§ **WORK REQUEST**
Would you print the material exactly, starting at its first line and ending at the line holding "phrase -- yellow petal"?

§ **DATA PROVIDED**
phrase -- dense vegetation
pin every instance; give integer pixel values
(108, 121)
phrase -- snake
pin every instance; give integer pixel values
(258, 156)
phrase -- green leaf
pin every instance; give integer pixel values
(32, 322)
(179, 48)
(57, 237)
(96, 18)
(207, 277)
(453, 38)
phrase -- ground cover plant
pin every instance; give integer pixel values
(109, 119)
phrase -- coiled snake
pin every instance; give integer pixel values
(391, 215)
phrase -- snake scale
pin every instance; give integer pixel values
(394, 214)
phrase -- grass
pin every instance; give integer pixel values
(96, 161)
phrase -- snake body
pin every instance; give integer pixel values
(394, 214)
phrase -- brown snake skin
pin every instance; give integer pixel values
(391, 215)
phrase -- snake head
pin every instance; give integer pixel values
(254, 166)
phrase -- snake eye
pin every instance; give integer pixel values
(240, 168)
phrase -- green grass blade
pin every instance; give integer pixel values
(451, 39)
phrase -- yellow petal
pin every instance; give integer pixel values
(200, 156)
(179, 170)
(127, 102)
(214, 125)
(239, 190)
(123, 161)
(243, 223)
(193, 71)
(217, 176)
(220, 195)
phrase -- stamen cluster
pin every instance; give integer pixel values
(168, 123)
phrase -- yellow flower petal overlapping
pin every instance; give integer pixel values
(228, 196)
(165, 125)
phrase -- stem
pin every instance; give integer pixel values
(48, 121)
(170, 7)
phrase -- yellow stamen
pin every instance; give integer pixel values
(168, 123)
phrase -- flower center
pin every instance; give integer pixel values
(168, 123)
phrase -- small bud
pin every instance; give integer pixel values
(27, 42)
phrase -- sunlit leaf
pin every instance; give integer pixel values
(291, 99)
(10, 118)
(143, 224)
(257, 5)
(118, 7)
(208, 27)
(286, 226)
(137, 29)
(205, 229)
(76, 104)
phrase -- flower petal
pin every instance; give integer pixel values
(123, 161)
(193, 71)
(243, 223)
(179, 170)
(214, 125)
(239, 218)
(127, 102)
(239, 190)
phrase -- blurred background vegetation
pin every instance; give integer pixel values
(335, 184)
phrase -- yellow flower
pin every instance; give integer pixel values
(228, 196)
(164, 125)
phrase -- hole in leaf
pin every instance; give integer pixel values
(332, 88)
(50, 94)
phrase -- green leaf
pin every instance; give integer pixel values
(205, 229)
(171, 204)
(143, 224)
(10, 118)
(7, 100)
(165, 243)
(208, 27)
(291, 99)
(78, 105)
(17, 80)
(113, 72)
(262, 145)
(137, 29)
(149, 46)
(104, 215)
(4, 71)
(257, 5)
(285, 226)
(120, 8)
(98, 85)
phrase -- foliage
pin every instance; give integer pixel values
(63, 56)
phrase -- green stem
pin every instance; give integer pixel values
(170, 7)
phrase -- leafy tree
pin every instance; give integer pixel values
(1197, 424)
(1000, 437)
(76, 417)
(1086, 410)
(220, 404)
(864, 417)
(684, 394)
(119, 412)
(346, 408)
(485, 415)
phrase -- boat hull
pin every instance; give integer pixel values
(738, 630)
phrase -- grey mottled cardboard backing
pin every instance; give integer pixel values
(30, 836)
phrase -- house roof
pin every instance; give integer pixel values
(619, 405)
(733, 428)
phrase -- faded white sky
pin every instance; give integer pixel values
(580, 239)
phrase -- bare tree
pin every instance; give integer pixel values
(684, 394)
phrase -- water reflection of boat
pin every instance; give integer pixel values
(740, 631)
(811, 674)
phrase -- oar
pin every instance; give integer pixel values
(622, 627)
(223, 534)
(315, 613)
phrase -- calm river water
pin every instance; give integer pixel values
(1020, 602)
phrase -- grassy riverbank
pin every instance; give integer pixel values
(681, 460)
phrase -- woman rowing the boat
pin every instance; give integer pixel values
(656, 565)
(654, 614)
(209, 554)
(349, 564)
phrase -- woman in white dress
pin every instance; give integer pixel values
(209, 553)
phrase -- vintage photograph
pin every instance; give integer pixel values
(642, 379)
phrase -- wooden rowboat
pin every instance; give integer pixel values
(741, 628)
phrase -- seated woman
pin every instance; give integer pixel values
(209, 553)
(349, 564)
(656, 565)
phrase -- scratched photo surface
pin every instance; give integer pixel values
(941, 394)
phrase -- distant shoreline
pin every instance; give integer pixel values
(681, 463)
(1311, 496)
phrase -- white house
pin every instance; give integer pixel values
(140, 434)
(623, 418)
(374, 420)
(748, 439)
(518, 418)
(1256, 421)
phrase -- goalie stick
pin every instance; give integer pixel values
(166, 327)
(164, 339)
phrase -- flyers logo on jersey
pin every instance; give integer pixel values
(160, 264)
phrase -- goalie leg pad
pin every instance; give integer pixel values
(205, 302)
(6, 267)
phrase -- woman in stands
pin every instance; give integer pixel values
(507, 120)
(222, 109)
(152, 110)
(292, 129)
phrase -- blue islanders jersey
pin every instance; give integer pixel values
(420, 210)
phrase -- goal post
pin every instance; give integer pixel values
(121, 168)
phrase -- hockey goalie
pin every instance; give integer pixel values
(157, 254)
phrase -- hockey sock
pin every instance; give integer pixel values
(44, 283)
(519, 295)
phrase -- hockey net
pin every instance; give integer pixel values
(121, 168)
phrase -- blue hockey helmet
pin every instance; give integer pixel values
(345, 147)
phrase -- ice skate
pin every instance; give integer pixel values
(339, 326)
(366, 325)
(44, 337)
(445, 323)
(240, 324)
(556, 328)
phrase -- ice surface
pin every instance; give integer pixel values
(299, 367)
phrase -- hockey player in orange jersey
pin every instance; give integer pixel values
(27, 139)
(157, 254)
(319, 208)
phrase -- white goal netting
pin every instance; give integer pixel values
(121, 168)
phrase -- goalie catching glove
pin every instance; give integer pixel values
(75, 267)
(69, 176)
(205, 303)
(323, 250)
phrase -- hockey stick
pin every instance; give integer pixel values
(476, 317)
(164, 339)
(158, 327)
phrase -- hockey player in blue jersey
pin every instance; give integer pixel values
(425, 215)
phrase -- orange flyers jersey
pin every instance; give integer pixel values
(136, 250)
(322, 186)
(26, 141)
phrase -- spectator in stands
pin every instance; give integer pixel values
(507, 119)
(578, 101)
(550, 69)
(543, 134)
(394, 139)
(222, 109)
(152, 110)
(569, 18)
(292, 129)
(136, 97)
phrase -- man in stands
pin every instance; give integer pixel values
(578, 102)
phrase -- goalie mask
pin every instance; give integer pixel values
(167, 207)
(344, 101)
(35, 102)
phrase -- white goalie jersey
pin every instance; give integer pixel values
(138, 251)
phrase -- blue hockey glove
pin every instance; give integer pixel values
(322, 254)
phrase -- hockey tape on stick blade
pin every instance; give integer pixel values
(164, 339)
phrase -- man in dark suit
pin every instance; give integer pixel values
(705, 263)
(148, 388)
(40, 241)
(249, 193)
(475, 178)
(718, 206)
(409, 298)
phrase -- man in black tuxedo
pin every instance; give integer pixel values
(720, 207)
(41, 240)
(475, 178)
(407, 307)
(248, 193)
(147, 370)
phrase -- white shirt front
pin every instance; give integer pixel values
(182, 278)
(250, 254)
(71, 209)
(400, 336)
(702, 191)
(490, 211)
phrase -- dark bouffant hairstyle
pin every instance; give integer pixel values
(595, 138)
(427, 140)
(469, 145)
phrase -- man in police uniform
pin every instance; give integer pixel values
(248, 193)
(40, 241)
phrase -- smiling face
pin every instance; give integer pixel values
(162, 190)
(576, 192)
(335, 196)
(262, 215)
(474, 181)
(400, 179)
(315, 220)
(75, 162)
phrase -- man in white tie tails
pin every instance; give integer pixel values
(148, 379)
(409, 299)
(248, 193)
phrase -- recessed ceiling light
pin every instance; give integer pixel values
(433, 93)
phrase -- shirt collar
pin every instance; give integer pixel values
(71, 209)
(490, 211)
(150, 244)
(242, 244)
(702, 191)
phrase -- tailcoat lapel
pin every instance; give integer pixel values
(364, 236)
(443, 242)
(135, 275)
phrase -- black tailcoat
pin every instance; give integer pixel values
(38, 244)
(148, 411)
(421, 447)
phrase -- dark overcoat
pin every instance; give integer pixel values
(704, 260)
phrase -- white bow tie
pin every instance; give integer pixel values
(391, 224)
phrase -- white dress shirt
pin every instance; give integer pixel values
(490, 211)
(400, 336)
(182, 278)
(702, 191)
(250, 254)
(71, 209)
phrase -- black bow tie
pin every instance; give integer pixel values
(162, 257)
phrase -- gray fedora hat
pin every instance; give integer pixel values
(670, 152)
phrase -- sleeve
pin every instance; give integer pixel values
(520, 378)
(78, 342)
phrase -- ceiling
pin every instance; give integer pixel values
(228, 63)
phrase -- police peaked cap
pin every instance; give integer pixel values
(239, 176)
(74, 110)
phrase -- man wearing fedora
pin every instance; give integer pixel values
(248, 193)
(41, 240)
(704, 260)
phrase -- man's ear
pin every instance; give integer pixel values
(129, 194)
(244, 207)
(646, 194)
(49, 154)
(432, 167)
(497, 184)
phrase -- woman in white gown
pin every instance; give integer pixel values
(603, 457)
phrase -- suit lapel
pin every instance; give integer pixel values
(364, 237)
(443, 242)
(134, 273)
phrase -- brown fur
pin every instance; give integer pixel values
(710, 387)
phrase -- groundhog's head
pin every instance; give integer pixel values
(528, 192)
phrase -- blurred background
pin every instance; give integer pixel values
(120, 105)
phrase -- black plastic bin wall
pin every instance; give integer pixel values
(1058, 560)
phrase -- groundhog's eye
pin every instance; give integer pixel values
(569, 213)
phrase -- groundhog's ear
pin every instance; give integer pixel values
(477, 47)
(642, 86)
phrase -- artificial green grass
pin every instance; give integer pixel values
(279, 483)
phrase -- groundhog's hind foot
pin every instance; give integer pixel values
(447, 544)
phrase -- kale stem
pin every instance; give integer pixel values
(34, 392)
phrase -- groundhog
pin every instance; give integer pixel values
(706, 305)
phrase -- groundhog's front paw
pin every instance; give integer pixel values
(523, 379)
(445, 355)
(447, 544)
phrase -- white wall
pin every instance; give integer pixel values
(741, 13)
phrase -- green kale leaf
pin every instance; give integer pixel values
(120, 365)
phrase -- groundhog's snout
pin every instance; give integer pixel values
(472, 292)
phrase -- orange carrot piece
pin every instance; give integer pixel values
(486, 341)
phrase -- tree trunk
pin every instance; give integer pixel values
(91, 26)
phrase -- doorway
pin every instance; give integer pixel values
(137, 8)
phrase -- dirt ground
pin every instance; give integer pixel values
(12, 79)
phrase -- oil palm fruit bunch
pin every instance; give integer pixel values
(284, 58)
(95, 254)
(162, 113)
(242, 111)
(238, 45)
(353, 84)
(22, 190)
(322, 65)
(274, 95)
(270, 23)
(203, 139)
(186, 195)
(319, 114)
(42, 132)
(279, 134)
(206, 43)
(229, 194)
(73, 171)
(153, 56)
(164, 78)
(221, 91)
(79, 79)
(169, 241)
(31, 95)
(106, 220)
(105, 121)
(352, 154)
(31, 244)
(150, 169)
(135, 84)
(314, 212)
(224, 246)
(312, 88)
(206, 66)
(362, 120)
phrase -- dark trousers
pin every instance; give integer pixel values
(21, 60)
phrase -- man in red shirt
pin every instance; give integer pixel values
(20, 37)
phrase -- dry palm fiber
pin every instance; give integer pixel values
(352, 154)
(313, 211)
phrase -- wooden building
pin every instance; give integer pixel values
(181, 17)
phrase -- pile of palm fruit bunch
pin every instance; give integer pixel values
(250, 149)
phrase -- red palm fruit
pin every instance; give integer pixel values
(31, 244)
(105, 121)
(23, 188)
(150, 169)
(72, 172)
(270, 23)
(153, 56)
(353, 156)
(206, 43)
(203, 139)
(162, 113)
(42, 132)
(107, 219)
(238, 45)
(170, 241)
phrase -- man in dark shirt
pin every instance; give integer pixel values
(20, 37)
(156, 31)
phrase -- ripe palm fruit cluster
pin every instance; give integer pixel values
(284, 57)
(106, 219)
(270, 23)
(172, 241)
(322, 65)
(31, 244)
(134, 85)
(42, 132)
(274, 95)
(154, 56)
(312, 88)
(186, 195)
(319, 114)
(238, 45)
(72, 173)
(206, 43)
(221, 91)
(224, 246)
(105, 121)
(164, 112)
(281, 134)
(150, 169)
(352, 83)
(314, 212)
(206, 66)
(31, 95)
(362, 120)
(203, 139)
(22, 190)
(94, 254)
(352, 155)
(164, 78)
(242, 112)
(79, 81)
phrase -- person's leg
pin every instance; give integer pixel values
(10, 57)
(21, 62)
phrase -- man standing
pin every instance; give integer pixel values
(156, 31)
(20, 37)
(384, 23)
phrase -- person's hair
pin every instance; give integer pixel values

§ **TASK OUTPUT**
phrase -- dense vegetation
pin every instance; give integer pixel values
(108, 121)
phrase -- snake
pin every instance; give integer pixel values
(258, 156)
phrase -- green leaf
pin every instance; give integer pixel values
(32, 322)
(179, 48)
(57, 237)
(96, 18)
(207, 277)
(453, 38)
phrase -- ground cover plant
pin every instance; give integer pixel values
(109, 119)
phrase -- coiled snake
pin every instance; give integer pixel values
(391, 215)
phrase -- snake scale
pin every instance; give integer pixel values
(394, 214)
phrase -- grass
pin every instance; give integer pixel values
(96, 161)
phrase -- snake body
pin every instance; give integer pixel values
(394, 214)
phrase -- brown snake skin
pin every instance; give integer pixel values
(391, 215)
phrase -- snake head
pin every instance; give integer pixel values
(254, 166)
phrase -- snake eye
pin every instance; give integer pixel values
(240, 168)
phrase -- green grass blade
pin every instance; give integer pixel values
(451, 39)
phrase -- yellow petal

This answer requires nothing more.